▶ **原文**:

• • • • • • •

外婆和老妈是母女,性格相仿,都是心直口快之人,于是经常一些互怼是时而难免。互怼时,外婆就会跟我说,我老妈不疼我呀。总结起来,就是因为我老姐是第一个小孩,他们可小心翼翼,细心呵护,大姐享受了爸妈双份的关爱;而老弟是经过很大困难才有的男孩,更是宠爱得不行;而我,是第二个小孩,他们已经有过带第一个孩子的经验,颇有几分爸爸不疼妈妈不爱之感,且由于一直跟在外婆身边和爸妈没那么亲近,可担心不乖就会被赶出家;我出生时黑瘦黑瘦地有些丑陋模样,爸妈抱得甚少,更不爱亲吻宠溺。每当此时,老妈就会有些伤心和很生气地争辩他们那时的不容易和生计的无奈,她心里是一样疼爱的,也想一碗水端平,手心手背都是肉,可五个手指头无法一样长,总有些不够的地方;或者老妈会怼外婆重男轻女,也曾一度是准备把我送给一个家里有两个兄弟一直想生个女儿的远房亲戚,或者干脆让我去做外婆的女儿好了…虽然她们有互怼,但整体是正常和谐的。小时的我,并没有足够的判断力,时而觉得外婆说的对,时而觉得老妈也说的对,拿不定主意。

• • • • • • •

(点标注集中的数据)
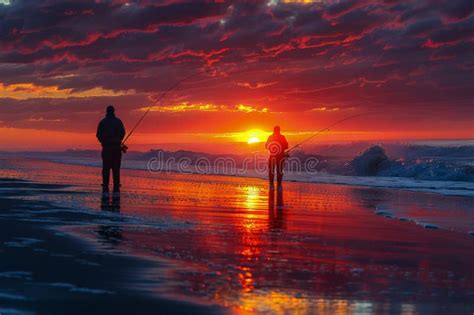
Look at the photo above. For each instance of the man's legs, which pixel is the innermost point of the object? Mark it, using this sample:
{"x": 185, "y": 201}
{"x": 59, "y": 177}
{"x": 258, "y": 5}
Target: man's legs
{"x": 271, "y": 170}
{"x": 117, "y": 161}
{"x": 106, "y": 166}
{"x": 280, "y": 164}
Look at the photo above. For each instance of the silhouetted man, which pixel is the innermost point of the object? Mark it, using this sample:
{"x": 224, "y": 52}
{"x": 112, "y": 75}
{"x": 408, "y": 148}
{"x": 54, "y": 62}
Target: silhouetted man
{"x": 276, "y": 146}
{"x": 110, "y": 133}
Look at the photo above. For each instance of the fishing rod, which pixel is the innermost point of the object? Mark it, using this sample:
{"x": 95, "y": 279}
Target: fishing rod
{"x": 171, "y": 88}
{"x": 325, "y": 129}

• • • • • • •

▶ **任务说明**: 按照原文,老妈曾一度准备把“我”送给什么人?

▶ **本题答案**: 一个家里有两个兄弟、一直想生个女儿的远房亲戚。